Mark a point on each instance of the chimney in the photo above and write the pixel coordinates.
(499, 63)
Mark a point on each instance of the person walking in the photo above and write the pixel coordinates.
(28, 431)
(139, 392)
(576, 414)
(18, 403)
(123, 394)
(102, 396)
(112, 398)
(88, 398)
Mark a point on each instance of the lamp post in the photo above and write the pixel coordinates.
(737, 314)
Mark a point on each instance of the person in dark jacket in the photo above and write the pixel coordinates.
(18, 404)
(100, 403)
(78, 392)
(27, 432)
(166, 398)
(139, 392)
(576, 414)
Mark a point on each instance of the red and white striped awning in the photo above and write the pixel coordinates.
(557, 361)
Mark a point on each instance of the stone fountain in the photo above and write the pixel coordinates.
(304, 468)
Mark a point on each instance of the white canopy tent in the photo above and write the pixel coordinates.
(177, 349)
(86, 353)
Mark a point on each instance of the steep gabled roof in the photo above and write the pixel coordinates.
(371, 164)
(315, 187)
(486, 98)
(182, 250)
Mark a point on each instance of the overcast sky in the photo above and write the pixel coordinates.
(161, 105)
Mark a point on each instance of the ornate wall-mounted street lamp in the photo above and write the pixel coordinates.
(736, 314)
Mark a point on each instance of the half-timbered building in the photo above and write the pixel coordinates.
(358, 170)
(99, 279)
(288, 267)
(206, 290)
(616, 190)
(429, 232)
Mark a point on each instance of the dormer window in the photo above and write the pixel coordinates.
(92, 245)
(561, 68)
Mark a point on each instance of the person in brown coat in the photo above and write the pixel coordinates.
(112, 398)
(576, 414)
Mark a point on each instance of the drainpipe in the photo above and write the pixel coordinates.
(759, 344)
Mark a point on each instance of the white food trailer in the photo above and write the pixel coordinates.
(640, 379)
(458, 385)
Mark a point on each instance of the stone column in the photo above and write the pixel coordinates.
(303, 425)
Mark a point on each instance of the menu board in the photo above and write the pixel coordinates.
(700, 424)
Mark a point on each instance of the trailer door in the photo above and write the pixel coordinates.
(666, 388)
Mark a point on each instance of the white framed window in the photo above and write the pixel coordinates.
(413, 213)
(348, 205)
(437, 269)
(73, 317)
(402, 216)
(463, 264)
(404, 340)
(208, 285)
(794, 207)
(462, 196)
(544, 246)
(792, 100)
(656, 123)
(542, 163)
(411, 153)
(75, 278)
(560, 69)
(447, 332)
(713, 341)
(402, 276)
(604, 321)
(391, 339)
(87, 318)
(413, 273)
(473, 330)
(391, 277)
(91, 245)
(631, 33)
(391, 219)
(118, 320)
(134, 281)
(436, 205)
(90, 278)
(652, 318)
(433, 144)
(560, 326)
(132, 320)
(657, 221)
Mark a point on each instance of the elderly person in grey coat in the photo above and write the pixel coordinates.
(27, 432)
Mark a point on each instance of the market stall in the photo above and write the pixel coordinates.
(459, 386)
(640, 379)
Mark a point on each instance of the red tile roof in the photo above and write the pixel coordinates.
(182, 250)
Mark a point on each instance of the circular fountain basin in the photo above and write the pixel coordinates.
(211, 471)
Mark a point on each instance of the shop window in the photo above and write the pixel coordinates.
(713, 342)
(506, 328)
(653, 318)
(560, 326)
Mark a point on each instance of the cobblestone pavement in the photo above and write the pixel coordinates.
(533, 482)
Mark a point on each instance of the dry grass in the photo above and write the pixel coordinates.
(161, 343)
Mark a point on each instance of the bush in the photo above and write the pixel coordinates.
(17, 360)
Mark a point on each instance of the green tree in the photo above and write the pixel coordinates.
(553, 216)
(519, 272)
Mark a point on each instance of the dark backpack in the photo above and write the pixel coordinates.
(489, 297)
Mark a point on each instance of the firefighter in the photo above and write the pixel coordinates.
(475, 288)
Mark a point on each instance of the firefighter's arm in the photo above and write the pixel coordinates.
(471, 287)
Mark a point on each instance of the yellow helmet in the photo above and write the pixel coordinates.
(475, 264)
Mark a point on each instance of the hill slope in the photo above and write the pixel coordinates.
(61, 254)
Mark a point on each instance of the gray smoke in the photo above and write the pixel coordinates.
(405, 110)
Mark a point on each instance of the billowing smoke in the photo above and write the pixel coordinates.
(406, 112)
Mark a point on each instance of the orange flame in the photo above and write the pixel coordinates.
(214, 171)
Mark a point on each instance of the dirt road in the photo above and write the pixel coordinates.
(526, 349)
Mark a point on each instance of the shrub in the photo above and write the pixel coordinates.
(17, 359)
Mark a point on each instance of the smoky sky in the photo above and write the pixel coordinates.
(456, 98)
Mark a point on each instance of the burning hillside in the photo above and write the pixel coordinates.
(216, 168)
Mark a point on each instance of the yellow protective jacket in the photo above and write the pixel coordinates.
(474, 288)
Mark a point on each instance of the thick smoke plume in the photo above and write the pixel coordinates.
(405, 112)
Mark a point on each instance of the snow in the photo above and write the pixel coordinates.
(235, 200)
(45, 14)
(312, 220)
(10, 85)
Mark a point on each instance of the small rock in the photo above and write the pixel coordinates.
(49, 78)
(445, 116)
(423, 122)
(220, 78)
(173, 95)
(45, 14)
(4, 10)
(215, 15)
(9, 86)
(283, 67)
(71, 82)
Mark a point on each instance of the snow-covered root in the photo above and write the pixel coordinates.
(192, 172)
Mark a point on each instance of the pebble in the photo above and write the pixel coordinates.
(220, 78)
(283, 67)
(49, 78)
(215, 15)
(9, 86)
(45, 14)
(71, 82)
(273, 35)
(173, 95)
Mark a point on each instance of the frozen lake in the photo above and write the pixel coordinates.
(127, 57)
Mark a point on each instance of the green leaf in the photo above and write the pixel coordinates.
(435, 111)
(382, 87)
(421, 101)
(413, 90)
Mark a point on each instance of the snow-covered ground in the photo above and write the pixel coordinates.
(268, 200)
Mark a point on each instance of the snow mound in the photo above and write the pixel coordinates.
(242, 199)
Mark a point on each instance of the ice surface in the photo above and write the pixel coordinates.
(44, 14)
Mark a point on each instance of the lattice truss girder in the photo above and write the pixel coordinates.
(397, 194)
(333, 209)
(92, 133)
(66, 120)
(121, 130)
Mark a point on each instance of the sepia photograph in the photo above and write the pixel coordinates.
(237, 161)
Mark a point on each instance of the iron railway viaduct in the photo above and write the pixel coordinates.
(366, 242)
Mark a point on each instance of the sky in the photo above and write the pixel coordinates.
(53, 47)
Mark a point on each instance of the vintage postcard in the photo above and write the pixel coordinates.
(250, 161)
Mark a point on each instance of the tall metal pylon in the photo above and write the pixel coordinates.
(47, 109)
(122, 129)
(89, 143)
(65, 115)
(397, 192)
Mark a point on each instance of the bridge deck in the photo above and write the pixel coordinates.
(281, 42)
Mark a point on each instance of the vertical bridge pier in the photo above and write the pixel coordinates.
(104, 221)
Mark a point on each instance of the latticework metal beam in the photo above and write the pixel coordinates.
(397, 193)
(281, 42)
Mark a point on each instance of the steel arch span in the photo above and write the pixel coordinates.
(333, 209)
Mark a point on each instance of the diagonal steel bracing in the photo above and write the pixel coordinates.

.....

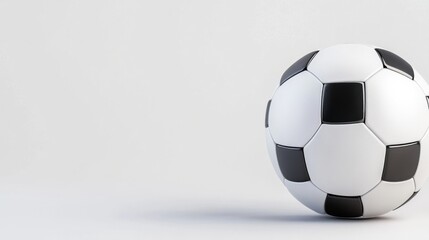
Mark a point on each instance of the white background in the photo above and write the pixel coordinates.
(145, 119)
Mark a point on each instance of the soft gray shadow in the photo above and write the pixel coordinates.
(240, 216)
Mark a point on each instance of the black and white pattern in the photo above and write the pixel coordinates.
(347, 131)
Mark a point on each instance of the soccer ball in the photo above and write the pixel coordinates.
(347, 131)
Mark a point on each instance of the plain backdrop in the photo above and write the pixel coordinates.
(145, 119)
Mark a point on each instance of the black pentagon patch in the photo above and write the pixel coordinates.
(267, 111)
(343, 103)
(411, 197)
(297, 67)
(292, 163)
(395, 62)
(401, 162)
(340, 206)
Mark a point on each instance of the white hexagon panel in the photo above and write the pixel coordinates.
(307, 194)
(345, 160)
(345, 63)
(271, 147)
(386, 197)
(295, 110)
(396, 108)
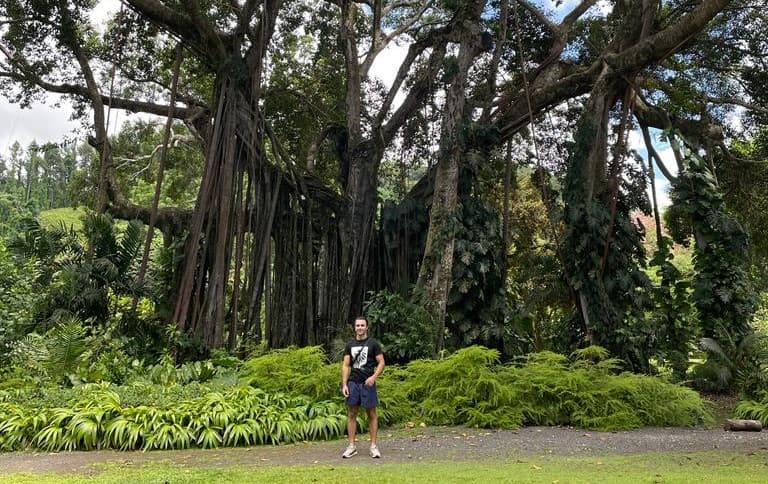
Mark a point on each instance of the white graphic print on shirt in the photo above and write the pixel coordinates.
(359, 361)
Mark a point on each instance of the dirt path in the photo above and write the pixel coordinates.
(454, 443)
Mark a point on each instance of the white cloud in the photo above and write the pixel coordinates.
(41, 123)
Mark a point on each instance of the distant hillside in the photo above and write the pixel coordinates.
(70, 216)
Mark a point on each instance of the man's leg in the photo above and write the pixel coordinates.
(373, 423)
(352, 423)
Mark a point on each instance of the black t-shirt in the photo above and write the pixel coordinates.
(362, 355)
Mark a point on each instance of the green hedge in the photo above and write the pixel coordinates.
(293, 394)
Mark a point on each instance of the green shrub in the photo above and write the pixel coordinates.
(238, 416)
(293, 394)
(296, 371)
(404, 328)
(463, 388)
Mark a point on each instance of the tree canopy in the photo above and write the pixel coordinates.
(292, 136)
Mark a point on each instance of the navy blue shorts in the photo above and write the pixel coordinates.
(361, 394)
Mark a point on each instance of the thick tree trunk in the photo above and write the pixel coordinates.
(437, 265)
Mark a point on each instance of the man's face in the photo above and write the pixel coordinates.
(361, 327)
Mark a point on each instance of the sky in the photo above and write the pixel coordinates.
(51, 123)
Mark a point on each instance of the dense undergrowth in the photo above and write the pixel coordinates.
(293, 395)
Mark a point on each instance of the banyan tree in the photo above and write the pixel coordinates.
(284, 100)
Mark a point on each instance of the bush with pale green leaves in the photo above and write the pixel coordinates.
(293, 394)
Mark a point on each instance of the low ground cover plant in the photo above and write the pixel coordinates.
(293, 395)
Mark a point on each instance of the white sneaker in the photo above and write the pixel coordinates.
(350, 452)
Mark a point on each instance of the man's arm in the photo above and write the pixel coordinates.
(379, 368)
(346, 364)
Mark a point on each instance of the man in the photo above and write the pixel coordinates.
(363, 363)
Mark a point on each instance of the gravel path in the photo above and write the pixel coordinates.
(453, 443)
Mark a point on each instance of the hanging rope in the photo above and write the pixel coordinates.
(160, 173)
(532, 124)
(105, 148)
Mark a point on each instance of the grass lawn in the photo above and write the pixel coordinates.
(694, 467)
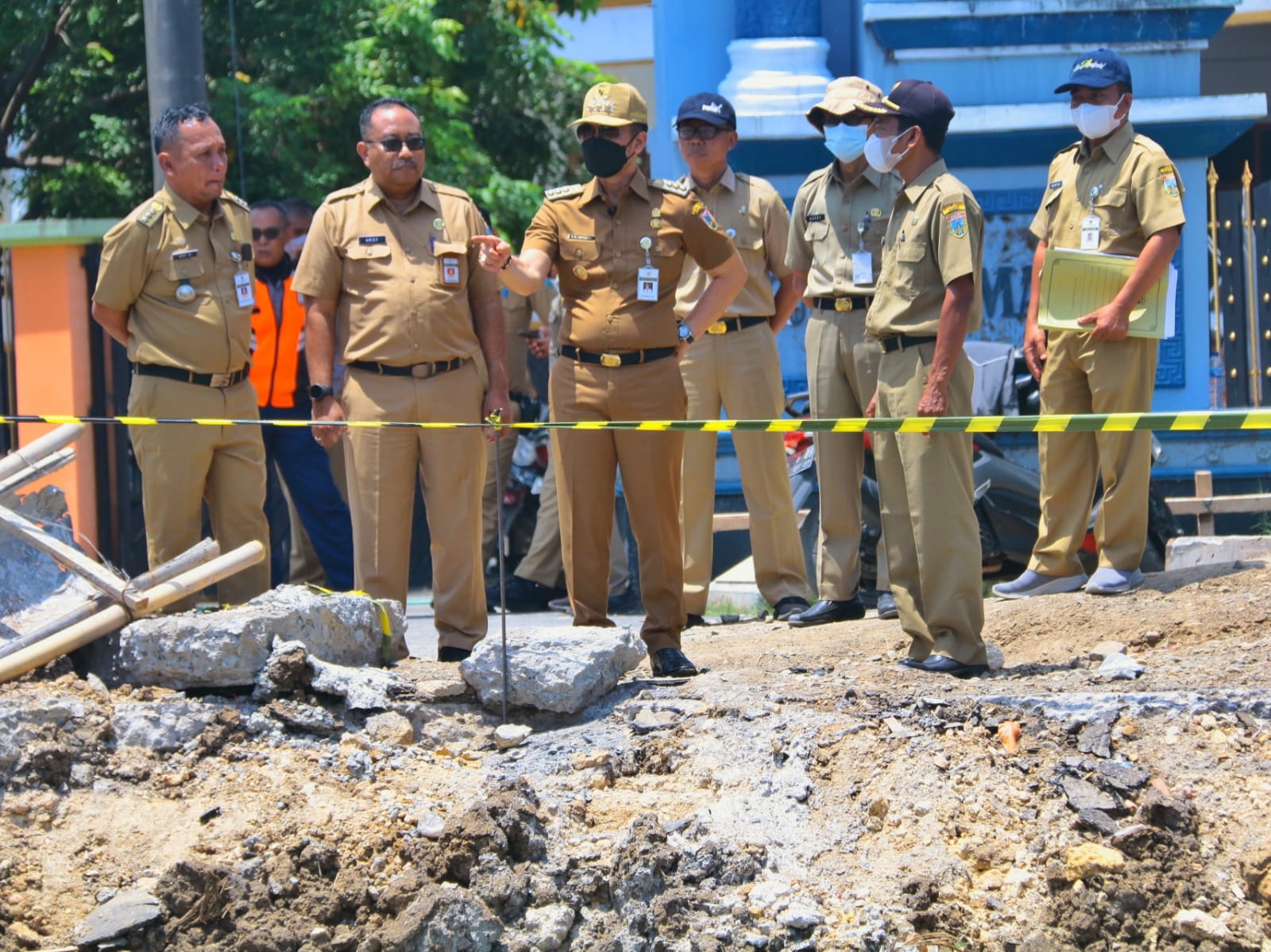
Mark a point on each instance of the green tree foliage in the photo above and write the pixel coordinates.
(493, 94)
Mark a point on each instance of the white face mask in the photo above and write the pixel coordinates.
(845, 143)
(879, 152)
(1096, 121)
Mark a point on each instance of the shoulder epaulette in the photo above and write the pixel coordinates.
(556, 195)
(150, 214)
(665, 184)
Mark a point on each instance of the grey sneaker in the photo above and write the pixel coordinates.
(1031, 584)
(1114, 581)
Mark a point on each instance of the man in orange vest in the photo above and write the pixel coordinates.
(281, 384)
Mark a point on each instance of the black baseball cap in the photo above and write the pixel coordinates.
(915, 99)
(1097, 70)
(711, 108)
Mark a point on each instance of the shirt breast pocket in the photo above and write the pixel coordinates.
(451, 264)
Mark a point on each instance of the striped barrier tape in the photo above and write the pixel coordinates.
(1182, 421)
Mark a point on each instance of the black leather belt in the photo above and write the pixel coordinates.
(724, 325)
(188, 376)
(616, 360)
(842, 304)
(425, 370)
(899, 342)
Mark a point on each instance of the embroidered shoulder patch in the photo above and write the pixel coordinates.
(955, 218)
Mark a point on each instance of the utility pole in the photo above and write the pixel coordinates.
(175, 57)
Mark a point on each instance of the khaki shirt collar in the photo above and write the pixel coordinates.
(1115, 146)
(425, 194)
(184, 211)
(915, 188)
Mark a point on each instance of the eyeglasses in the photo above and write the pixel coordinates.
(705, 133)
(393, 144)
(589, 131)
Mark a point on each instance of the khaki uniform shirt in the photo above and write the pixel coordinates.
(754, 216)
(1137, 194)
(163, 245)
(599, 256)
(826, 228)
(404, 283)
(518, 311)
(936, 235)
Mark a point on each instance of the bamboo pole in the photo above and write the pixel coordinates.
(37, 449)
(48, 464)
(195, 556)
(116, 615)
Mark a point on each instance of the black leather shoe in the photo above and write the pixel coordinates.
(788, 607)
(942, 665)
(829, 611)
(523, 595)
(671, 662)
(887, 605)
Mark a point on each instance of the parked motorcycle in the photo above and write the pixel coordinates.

.....

**PROBLEM TO SOLVE:** Count the lines above that contain the string "jacket", treating uppercase and lowercase letters as different. Give only the number.

**FULL SOLUTION:** 2